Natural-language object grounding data
------

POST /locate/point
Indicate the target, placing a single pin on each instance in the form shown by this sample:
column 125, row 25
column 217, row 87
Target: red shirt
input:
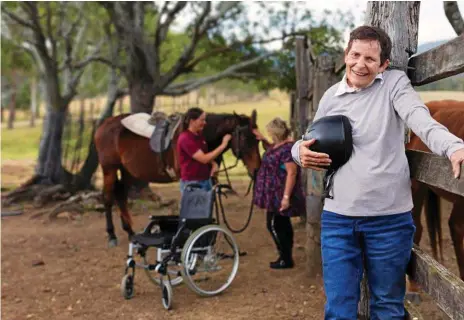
column 191, row 169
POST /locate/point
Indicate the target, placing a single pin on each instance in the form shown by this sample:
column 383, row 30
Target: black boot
column 282, row 264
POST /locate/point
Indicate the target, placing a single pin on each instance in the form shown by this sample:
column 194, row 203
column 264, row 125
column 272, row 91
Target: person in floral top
column 278, row 189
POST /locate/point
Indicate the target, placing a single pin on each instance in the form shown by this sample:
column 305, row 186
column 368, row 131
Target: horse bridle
column 238, row 156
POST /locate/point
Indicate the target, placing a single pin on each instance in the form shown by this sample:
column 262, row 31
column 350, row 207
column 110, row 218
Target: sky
column 433, row 24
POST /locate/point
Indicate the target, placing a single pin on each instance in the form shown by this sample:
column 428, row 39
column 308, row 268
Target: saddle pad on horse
column 138, row 124
column 164, row 132
column 160, row 135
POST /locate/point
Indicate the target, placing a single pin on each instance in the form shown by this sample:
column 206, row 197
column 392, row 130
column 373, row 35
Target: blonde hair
column 278, row 130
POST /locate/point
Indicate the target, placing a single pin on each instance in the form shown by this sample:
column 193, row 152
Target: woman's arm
column 290, row 181
column 291, row 168
column 205, row 158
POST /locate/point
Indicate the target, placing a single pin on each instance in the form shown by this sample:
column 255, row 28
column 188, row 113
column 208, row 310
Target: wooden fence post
column 303, row 103
column 33, row 101
column 324, row 78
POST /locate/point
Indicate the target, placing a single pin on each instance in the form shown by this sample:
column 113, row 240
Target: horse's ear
column 254, row 115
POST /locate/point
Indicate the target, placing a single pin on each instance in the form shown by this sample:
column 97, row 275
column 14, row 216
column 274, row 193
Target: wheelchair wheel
column 151, row 256
column 210, row 260
column 127, row 286
column 166, row 294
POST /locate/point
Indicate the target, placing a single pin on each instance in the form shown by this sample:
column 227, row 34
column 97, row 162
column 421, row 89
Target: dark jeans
column 281, row 231
column 385, row 242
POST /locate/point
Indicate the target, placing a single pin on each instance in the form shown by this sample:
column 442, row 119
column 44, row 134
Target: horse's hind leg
column 122, row 192
column 418, row 197
column 109, row 183
column 456, row 224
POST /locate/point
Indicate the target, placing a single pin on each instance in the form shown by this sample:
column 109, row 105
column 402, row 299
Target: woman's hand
column 456, row 159
column 258, row 135
column 284, row 204
column 214, row 169
column 311, row 159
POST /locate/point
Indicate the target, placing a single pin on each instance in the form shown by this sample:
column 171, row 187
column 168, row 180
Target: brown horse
column 450, row 113
column 119, row 149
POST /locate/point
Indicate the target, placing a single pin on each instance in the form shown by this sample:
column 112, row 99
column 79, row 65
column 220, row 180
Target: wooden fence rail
column 400, row 21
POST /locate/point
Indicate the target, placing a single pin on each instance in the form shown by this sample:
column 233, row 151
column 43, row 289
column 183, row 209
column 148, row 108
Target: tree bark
column 12, row 107
column 454, row 16
column 142, row 95
column 33, row 101
column 83, row 179
column 49, row 167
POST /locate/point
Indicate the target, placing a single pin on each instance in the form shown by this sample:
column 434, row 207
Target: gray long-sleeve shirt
column 376, row 179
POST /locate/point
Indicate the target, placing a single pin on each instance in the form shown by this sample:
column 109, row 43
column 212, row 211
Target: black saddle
column 333, row 136
column 165, row 127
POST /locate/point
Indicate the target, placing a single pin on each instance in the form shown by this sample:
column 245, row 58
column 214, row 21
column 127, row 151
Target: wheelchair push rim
column 206, row 269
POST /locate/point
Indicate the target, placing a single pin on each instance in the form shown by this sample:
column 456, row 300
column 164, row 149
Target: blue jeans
column 205, row 184
column 385, row 242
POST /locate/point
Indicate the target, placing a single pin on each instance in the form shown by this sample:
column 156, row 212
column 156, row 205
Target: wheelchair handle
column 223, row 186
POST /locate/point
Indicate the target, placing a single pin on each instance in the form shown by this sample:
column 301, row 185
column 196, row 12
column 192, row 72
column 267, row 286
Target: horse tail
column 121, row 191
column 432, row 213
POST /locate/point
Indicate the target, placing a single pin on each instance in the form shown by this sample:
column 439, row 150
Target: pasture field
column 62, row 269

------

_What you will do_.
Copy nothing but the lines from the top of the data down to the line containing "column 264, row 125", and leave the pictures out.

_Response for this exercise_.
POST /locate/point
Indicate the target, placing a single pin on each instance in the form shown by this sample:
column 125, row 25
column 217, row 87
Target: red shirt
input:
column 191, row 169
POST /locate/point
Indicate the target, placing a single pin on each instance in the form shown by this sample:
column 383, row 30
Target: black boot
column 282, row 264
POST /locate/point
Indicate the target, placing a single pin on each instance in the form shown by this sample:
column 194, row 203
column 264, row 125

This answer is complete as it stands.